• Supplied text

=== Section Start ===

Sunday, July 31, 2011

Bedtime Stories

While spending the morning in bed duly reading, to be followed by an afternoon duly avoiding duty, followed by an evening spent again in the avoidance of the aforementioned duties, I am filled with guilt, but then I remember Ned Rorem's maxim "Nothing is waste that makes a memory" and I think, from what of this will memories come? And this question leads me to a reverie, where I remember how, in part of this morning's reading, I came across Madhu Kaza's Here Is Where We Meet.  I wonder, how is Kaza's service different from my own, that Bedtime Story Reading Service which I have offered for so many years to all who would stop to listen, pressing my sweaty calling card into their palm as they giggled, nervous but excited at the possibilities of such an intimate event? Or the services, offered by upscale hotels, for those who would not wish to be labeled literary callboys?

In fact, the differences are subtle, yet simple, and separate what one might think of as an interesting diversion from those same actions labeled as Art. 

The first is that her version comes with a far more detailed set of rules than mine, in six categories, spelling out times and locked doors and who is OK and not OK. My service  has had no such rules. I have always been willing to show up whenever and wherever the client wanted me, regardless of their schedule or lack thereof, regardless of geographical location, allowing them to define bedtime in their own way, acceding to all their demands, no matter how far outside my normal experience, my comfort zone. If they wanted me to choose, I was willing to pick the story or the book, and, if I did, I would work to find a literary portrait appropriate for them, or at least as close as I could come given my experiences of them, or if they wished, they could choose the text, and I had no problem with 'bedmates' or children or adults or personal safety or demands violating my chastity.

Let's take an example: just yesterday, Lynne mentioned my services to a friend of hers, Ms. C__, a friend who is worried about the troubles that might arise - and this is speculation on her part - as her sixteen year old daughter comes of age and meets headlong that world we know is full of dangers, some which threaten to take that which can never be regained, an innocence, and, this friend, who, although purportedly a wild child during her own coming of age, wishes her daughter would wait to discover the world of romance and the aforementioned loss of innocence until the arrival of a more settled adulthood, say approximately thirty years of age, matching the lengthened adolescence of Cicero's Pro Caelio, from which we remember he said, and taking the trouble to swap some boy words for more neutral language:
By general consent we concede a youth a few wild oats. Nature showers adolescence with a veritable spate of desires. If the dam bursts without endangering anyone's life or breaking up anyone's home, we put up with it easily and cheerfully.

=== Section End ===

• Recorded data
=== Section Start ===

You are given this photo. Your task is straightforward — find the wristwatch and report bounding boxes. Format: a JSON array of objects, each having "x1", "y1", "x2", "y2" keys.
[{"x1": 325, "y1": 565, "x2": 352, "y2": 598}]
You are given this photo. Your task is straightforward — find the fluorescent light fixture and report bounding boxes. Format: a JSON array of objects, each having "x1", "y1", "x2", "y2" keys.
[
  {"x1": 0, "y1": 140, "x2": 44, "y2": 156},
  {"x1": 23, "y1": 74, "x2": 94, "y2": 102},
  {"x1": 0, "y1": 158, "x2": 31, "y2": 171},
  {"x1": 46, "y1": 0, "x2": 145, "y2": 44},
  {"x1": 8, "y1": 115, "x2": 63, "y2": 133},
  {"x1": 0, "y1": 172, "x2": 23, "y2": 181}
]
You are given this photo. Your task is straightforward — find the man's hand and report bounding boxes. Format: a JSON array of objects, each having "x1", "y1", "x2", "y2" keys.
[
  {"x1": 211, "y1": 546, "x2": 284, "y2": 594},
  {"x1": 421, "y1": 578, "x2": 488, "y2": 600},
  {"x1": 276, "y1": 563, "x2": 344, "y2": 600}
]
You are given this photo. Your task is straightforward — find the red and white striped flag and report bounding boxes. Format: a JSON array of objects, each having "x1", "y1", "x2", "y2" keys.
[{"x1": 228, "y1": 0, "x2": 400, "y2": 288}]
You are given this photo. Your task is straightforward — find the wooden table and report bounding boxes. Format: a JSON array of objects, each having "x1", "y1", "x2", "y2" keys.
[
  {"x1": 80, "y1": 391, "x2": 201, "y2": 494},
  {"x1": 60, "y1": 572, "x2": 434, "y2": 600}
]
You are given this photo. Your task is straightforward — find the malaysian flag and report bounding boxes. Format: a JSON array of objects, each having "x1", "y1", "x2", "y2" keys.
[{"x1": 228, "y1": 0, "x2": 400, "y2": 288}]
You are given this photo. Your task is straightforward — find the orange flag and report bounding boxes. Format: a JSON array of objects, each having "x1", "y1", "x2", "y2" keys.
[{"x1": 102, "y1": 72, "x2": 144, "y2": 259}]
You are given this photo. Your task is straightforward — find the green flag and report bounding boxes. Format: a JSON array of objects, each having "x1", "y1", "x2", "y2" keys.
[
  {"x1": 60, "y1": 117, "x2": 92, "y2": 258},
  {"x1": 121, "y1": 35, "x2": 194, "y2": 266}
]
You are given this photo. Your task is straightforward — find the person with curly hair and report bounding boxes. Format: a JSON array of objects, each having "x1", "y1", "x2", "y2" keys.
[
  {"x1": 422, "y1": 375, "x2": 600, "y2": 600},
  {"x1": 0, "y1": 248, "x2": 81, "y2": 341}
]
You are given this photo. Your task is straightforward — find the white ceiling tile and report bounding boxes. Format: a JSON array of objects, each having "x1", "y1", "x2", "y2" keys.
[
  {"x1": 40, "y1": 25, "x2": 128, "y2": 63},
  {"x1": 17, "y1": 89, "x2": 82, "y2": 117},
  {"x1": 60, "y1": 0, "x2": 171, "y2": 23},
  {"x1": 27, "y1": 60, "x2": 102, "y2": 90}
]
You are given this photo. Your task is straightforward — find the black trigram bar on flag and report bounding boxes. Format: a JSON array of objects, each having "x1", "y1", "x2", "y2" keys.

=== Section End ===

• Task instructions
1/ Reproduce the blog post on bedtime stories between "The first is" and "violating my chastity.", inclusive.
2/ In the blog post on bedtime stories, why is Ms. C__ worried about her daughter? Answer in one to three sentences.
3/ Summarize the blog post on bedtime stories in three sentences.

• Set of answers
1/
The first is that her version comes with a far more detailed set of rules than mine, in six categories, spelling out times and locked doors and who is OK and not OK. My service  has had no such rules. I have always been willing to show up whenever and wherever the client wanted me, regardless of their schedule or lack thereof, regardless of geographical location, allowing them to define bedtime in their own way, acceding to all their demands, no matter how far outside my normal experience, my comfort zone. If they wanted me to choose, I was willing to pick the story or the book, and, if I did, I would work to find a literary portrait appropriate for them, or at least as close as I could come given my experiences of them, or if they wished, they could choose the text, and I had no problem with 'bedmates' or children or adults or personal safety or demands violating my chastity.

2/ Her sixteen-year-old daughter is coming of age and will meet a world full of dangers, some of which threaten an innocence that can never be regained. Ms. C__ therefore wishes her daughter would wait to discover romance until a more settled adulthood, around thirty years of age.

3/ While spending a day reading in bed and avoiding duties, the writer feels guilty, recalls Ned Rorem's maxim "Nothing is waste that makes a memory," and thinks of Madhu Kaza's Here Is Where We Meet. The writer compares Kaza's service with the writer's own Bedtime Story Reading Service and calls the differences subtle yet simple, the first being that Kaza's version has detailed rules in six categories while the writer's has none. As an example, the writer describes Ms. C__, a friend of Lynne's who worries about her sixteen-year-old daughter coming of age and wishes the daughter would wait until about thirty, a lengthened adolescence the writer matches to Cicero's Pro Caelio.